# WHAT IS ASKED
Can you output the data lines starting at the one that contains "For every instance of the unopened" and ending at the one that contains "Query: unopened flower bud" as a numbered list, with blank lines omitted?

Dataset rows on where objects appear

BEGIN

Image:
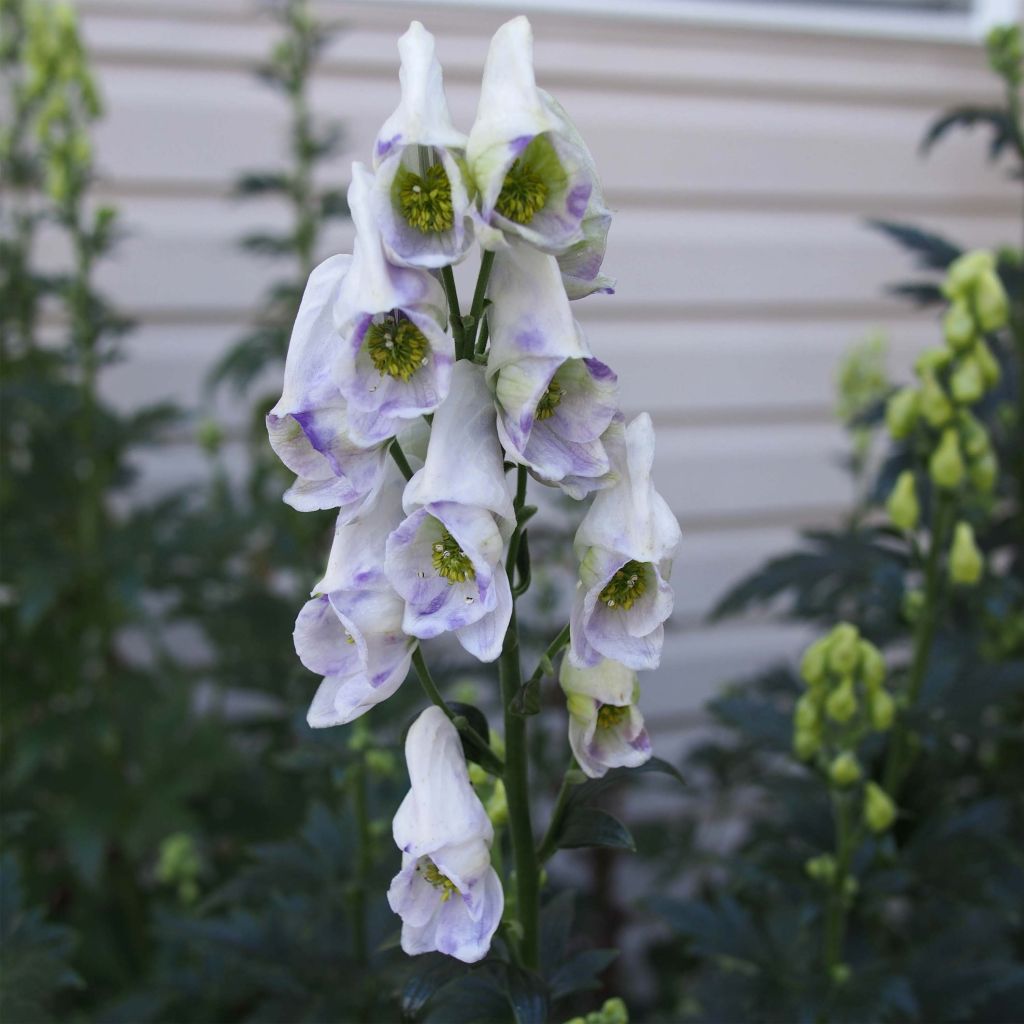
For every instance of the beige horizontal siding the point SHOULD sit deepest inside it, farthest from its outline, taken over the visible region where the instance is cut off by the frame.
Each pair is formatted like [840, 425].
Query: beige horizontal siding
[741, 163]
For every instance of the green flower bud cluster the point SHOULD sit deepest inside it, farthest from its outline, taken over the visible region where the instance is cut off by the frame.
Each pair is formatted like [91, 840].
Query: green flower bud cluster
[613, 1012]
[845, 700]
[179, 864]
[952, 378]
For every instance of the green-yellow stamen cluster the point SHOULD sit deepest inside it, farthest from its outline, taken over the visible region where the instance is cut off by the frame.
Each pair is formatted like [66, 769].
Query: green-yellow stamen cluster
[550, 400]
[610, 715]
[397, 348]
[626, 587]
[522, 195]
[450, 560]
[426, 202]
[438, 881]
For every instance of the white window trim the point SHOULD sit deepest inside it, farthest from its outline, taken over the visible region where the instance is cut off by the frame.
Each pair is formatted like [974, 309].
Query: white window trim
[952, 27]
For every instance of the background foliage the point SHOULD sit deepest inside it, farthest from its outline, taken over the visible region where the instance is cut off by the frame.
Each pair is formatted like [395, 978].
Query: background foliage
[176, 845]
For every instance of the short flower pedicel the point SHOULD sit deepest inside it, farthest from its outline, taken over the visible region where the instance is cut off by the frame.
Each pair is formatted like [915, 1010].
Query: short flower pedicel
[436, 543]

END
BEGIN

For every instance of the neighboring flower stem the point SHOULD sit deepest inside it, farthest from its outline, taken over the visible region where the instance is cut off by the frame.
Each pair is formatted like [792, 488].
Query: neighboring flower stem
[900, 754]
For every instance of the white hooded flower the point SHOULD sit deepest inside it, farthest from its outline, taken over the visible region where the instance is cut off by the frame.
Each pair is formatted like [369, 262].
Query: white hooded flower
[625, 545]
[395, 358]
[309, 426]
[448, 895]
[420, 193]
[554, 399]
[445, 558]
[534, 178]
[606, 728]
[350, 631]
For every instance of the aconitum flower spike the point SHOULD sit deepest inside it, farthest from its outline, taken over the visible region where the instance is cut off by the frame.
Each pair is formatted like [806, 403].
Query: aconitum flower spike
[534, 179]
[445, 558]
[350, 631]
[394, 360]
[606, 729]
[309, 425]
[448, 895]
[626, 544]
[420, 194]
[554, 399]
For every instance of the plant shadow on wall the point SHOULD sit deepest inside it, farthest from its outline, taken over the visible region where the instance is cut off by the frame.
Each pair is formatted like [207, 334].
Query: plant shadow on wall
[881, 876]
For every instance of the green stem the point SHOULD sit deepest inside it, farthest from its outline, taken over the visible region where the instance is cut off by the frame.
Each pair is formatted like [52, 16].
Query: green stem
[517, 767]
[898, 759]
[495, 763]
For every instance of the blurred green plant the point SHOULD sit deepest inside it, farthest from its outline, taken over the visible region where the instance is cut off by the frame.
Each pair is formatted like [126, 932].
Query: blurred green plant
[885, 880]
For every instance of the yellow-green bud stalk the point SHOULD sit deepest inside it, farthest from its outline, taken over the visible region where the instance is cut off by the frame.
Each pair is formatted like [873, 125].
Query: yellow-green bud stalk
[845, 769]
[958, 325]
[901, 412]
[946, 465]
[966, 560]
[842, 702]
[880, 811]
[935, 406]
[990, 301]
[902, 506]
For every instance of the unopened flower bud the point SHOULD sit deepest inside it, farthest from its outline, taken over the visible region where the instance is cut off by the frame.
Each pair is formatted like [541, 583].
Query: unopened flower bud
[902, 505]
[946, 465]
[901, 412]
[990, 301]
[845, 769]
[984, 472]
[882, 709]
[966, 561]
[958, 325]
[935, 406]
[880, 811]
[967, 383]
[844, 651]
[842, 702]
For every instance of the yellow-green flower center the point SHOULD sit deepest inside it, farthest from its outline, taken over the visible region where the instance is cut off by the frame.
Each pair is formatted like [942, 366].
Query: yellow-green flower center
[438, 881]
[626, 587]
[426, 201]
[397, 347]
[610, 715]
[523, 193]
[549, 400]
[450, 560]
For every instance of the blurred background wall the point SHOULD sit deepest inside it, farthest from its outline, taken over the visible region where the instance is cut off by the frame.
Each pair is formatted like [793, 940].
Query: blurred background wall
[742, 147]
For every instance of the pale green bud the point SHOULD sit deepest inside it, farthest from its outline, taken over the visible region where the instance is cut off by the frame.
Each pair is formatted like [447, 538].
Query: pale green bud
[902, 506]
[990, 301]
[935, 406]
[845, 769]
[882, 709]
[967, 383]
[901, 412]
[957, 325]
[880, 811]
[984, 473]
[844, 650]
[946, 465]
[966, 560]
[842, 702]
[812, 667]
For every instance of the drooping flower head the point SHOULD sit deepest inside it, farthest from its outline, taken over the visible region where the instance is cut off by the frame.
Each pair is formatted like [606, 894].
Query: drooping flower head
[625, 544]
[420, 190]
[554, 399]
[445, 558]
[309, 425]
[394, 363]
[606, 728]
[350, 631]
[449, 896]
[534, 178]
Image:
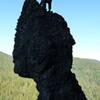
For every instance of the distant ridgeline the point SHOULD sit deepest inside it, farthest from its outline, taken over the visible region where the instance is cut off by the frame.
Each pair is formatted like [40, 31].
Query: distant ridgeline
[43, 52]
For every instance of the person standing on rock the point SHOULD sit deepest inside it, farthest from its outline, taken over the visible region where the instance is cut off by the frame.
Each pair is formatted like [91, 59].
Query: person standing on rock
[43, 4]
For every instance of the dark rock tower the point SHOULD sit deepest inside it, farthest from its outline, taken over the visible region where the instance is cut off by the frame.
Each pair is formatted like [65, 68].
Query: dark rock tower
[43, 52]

END

# PROBLEM SOLUTION
1. For every instance of the unopened flower bud the point SHOULD sit deepest inside it, farthest from its outline, taken over the visible region where the instance is cut off by the frame.
2. Each pair is formatted like [541, 583].
3. Query: unopened flower bud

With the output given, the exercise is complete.